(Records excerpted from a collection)
** begin **

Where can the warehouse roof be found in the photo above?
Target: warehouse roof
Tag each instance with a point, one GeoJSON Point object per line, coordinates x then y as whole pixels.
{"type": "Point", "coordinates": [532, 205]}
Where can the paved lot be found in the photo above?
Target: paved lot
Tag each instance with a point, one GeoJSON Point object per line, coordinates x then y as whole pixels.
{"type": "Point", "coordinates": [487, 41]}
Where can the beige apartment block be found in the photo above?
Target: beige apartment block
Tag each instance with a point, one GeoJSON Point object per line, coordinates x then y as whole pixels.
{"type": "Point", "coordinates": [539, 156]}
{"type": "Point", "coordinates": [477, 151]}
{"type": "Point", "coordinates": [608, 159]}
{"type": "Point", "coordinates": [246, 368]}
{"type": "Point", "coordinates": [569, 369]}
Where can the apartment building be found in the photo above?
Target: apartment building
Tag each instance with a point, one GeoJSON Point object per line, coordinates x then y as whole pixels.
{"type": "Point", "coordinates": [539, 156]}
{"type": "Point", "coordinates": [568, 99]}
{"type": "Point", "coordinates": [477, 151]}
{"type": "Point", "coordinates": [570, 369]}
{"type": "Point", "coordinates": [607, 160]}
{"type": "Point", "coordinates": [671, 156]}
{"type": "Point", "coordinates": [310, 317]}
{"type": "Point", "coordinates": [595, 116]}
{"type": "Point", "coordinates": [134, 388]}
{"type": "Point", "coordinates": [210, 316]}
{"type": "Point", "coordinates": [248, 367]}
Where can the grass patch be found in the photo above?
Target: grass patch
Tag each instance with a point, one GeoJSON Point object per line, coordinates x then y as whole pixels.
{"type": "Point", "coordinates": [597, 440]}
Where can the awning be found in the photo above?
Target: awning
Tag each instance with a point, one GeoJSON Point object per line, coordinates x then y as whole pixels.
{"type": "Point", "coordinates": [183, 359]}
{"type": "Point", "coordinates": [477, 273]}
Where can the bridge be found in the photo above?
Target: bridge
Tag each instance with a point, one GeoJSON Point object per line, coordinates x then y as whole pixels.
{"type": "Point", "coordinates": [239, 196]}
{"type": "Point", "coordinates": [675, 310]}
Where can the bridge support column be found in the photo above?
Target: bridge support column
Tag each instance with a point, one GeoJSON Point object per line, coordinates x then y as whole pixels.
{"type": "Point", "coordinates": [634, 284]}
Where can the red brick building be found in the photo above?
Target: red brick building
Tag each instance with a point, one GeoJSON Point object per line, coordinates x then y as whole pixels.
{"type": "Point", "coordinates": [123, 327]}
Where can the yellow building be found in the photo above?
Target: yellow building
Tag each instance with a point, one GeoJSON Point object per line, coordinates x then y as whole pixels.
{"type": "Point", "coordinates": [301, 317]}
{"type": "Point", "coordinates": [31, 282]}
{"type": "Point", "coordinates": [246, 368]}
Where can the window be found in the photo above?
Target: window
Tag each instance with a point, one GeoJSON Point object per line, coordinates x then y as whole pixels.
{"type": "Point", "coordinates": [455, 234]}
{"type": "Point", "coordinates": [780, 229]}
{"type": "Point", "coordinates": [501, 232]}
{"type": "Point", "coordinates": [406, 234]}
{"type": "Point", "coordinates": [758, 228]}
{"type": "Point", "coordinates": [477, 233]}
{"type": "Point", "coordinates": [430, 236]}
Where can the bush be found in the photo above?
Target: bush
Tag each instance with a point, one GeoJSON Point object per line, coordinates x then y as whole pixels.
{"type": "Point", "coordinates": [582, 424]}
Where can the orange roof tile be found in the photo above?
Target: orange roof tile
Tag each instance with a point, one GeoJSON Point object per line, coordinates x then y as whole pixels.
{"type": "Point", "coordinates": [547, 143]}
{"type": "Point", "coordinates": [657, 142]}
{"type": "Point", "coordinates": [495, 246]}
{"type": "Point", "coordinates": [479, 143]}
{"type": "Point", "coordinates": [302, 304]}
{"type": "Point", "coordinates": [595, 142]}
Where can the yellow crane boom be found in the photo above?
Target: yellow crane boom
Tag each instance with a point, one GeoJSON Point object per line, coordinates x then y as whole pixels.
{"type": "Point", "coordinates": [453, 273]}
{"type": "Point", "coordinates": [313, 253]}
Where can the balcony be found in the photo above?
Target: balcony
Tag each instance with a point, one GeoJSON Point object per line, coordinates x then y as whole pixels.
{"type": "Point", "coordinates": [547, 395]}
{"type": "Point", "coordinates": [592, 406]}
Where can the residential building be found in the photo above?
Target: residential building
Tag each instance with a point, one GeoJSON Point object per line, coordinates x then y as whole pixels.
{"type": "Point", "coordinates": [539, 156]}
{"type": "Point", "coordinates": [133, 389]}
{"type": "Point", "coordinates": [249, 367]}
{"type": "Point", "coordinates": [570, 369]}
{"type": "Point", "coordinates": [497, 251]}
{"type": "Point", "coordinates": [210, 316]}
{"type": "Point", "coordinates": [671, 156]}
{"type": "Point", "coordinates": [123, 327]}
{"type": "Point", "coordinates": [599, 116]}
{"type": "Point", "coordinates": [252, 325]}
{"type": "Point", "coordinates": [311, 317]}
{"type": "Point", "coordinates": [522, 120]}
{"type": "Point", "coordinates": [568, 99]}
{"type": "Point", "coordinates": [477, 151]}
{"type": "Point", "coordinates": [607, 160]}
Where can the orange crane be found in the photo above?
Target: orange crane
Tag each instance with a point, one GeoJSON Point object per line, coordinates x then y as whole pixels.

** end **

* _REQUIREMENTS_
Quote the data in full, keeping each word unchanged.

* _ANSWER TO THE PROBLEM_
Where can the warehouse roof be found in the photo above?
Target: warehouse roof
Tag each instance with a point, one GeoJSON Point object per line, coordinates x then y as whole pixels.
{"type": "Point", "coordinates": [532, 205]}
Where can the paved lot be found in the photo above?
Target: paved lot
Tag each instance with a point, one GeoJSON Point object per line, coordinates x then y as whole pixels.
{"type": "Point", "coordinates": [487, 41]}
Where can the beige apartment block be found in the photo above?
Target: beige apartment block
Tag each instance with a point, one GeoJSON Point object per line, coordinates x then y as whole pixels.
{"type": "Point", "coordinates": [539, 156]}
{"type": "Point", "coordinates": [477, 151]}
{"type": "Point", "coordinates": [608, 159]}
{"type": "Point", "coordinates": [246, 368]}
{"type": "Point", "coordinates": [569, 369]}
Where can the apartment building be found in the photo above?
Target: apartment building
Tag each instance with a point, one GeoJSON Point object per line, coordinates x then y as whole pixels.
{"type": "Point", "coordinates": [539, 156]}
{"type": "Point", "coordinates": [568, 99]}
{"type": "Point", "coordinates": [477, 151]}
{"type": "Point", "coordinates": [570, 369]}
{"type": "Point", "coordinates": [607, 160]}
{"type": "Point", "coordinates": [671, 156]}
{"type": "Point", "coordinates": [310, 317]}
{"type": "Point", "coordinates": [595, 116]}
{"type": "Point", "coordinates": [134, 388]}
{"type": "Point", "coordinates": [210, 316]}
{"type": "Point", "coordinates": [248, 367]}
Where can the grass patch be found in the photo above?
Target: grass patch
Tag each instance with a point, one GeoJSON Point object per line, coordinates x then y as whole pixels.
{"type": "Point", "coordinates": [597, 440]}
Where can the awning be found in the photo above?
Target: awning
Tag each instance with a point, one GeoJSON Point object per line, coordinates x then y as whole pixels.
{"type": "Point", "coordinates": [183, 359]}
{"type": "Point", "coordinates": [477, 273]}
Where can the bridge be found in the photo above?
Target: bridge
Tag each instance with a point, one GeoJSON Point object per line, coordinates x then y as whole pixels.
{"type": "Point", "coordinates": [239, 196]}
{"type": "Point", "coordinates": [675, 310]}
Where can the bridge support column be found in the photo above?
Target: bridge support column
Tag each instance with a point, one GeoJSON Point object per line, coordinates x then y as whole pixels.
{"type": "Point", "coordinates": [634, 284]}
Where can the red brick building be found in the photo above?
Target: red brick building
Tag each instance with a point, one GeoJSON Point object per line, coordinates x then y as whole pixels.
{"type": "Point", "coordinates": [123, 327]}
Where can the yellow building be found in the photo above?
Target: yellow building
Tag each instance with a point, one GeoJSON Point object per line, coordinates x then y as whole pixels.
{"type": "Point", "coordinates": [301, 317]}
{"type": "Point", "coordinates": [31, 282]}
{"type": "Point", "coordinates": [246, 368]}
Where can the window be found in the photo above?
Target: window
Tag each instance with a point, one GeoJSON Point object per line, coordinates x then y as whole pixels.
{"type": "Point", "coordinates": [455, 234]}
{"type": "Point", "coordinates": [780, 229]}
{"type": "Point", "coordinates": [501, 232]}
{"type": "Point", "coordinates": [406, 234]}
{"type": "Point", "coordinates": [758, 228]}
{"type": "Point", "coordinates": [477, 233]}
{"type": "Point", "coordinates": [430, 236]}
Where can the bush be found in the photo above?
Target: bush
Tag each instance with a point, one GeoJSON Point object per line, coordinates x then y as whole pixels.
{"type": "Point", "coordinates": [582, 424]}
Where can the orange roof tile be found in the photo above?
Target: orange roof tile
Tag each instance with a point, one GeoJSON Point object per line, coordinates x then y as whole pixels.
{"type": "Point", "coordinates": [547, 143]}
{"type": "Point", "coordinates": [657, 142]}
{"type": "Point", "coordinates": [495, 246]}
{"type": "Point", "coordinates": [479, 143]}
{"type": "Point", "coordinates": [302, 304]}
{"type": "Point", "coordinates": [595, 142]}
Where can the yellow crane boom be found in the photo above?
Target: yellow crane boom
Tag each instance with a point, one GeoJSON Point object per line, coordinates x then y as whole pixels.
{"type": "Point", "coordinates": [453, 273]}
{"type": "Point", "coordinates": [313, 253]}
Where can the balcony be found in the photo above?
Target: balcony
Tag each instance with a point, one GeoJSON Point object per line, coordinates x then y as whole pixels.
{"type": "Point", "coordinates": [547, 395]}
{"type": "Point", "coordinates": [592, 406]}
Where can the residential building be found in the photo above?
Target: residential building
Tag each instance with a point, one GeoJSON Point object per line, coordinates x then y as whole pixels.
{"type": "Point", "coordinates": [539, 156]}
{"type": "Point", "coordinates": [133, 389]}
{"type": "Point", "coordinates": [249, 367]}
{"type": "Point", "coordinates": [570, 369]}
{"type": "Point", "coordinates": [497, 251]}
{"type": "Point", "coordinates": [210, 316]}
{"type": "Point", "coordinates": [671, 156]}
{"type": "Point", "coordinates": [123, 327]}
{"type": "Point", "coordinates": [599, 116]}
{"type": "Point", "coordinates": [252, 325]}
{"type": "Point", "coordinates": [311, 317]}
{"type": "Point", "coordinates": [522, 120]}
{"type": "Point", "coordinates": [568, 99]}
{"type": "Point", "coordinates": [477, 151]}
{"type": "Point", "coordinates": [607, 160]}
Where can the orange crane be found in the photo above?
Target: orange crane
Tag each instance with a point, one GeoJSON Point object per line, coordinates x then y as whole pixels.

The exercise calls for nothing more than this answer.